*Objective*:
Emit a verbatim copy of the lines running from the line with "Target: recessed ceiling light" through the end of the material below.

■ ■ ■

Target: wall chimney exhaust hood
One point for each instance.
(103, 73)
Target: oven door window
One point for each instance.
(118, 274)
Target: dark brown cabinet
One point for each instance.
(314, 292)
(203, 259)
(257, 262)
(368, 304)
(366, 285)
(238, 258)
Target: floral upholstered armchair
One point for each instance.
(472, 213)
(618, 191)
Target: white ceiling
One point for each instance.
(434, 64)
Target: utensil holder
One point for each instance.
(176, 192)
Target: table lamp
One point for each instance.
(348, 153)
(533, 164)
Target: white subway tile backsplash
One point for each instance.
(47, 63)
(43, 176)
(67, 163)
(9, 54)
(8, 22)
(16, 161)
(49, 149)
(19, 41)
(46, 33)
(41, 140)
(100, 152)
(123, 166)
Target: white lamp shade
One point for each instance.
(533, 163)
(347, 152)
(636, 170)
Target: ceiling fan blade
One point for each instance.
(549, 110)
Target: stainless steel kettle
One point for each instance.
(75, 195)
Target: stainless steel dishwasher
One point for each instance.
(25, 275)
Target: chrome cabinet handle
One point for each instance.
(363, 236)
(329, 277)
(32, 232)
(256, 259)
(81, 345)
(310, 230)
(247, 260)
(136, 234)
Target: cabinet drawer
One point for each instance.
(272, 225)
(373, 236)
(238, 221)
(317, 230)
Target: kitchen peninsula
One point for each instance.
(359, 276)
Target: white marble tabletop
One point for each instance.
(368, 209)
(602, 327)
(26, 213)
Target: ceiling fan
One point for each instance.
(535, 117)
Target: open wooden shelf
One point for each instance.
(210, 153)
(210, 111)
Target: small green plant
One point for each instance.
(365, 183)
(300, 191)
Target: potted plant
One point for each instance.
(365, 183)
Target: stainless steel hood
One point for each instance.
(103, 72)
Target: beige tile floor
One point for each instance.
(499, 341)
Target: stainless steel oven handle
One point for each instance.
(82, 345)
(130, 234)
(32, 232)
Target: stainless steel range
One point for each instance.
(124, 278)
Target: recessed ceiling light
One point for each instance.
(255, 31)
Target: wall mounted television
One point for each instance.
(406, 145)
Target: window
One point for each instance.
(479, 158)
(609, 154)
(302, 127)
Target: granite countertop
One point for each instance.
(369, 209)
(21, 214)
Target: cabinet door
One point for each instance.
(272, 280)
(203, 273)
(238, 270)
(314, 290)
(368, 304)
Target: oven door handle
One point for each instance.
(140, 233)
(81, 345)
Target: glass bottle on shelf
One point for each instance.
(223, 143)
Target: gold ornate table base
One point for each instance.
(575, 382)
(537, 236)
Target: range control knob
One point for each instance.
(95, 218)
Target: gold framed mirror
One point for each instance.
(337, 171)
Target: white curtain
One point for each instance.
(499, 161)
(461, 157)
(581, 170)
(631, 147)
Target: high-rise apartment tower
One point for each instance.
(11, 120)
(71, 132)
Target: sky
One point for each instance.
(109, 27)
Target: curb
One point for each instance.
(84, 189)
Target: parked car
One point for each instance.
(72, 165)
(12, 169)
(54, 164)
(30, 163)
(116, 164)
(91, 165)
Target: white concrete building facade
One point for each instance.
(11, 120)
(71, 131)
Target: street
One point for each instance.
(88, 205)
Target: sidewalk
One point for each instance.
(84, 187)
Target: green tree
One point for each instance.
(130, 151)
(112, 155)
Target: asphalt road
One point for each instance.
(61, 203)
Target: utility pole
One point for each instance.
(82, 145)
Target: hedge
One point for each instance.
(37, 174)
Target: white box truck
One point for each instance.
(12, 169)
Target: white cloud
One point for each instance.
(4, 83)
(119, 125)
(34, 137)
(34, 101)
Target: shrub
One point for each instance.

■ ■ ■

*Finished exercise*:
Target: recessed ceiling light
One point for each instance.
(255, 31)
Target: wall mounted television
One point for each instance.
(406, 145)
Target: window
One point for each instance.
(479, 158)
(609, 154)
(302, 127)
Target: granite countertop
One point for each instance.
(369, 209)
(21, 214)
Target: cabinet door
One point for each instance.
(272, 280)
(203, 273)
(238, 270)
(314, 290)
(368, 304)
Target: oven door handle
One point for each instance.
(140, 233)
(81, 345)
Target: glass bottle on shelf
One point for each instance.
(223, 143)
Target: gold ornate table base
One point for each instance.
(575, 382)
(537, 236)
Target: range control knob
One point for each instance.
(95, 218)
Target: gold framed mirror
One point for each instance.
(337, 171)
Target: white curtain
One point for each instance.
(499, 161)
(461, 157)
(581, 170)
(631, 147)
Target: high-rise apartment tower
One point for each instance.
(11, 120)
(71, 132)
Target: sky
One point for each instance.
(109, 27)
Target: curb
One point for each instance.
(84, 189)
Target: parked car
One point for each instance.
(72, 165)
(12, 169)
(54, 164)
(30, 163)
(116, 164)
(91, 165)
Target: white concrete building facade
One point for each instance.
(11, 120)
(71, 131)
Target: street
One point for each instance.
(88, 205)
Target: sidewalk
One point for each instance.
(84, 187)
Target: green tree
One point for each instance.
(130, 151)
(112, 155)
Target: asphalt road
One point for each instance.
(61, 203)
Target: utility pole
One point for each instance.
(82, 145)
Target: hedge
One point for each instance.
(37, 174)
Target: white box truck
One point for each instance.
(12, 169)
Target: white cloud
One point for each instance.
(4, 83)
(119, 125)
(34, 137)
(34, 101)
Target: shrub
One point for each instance.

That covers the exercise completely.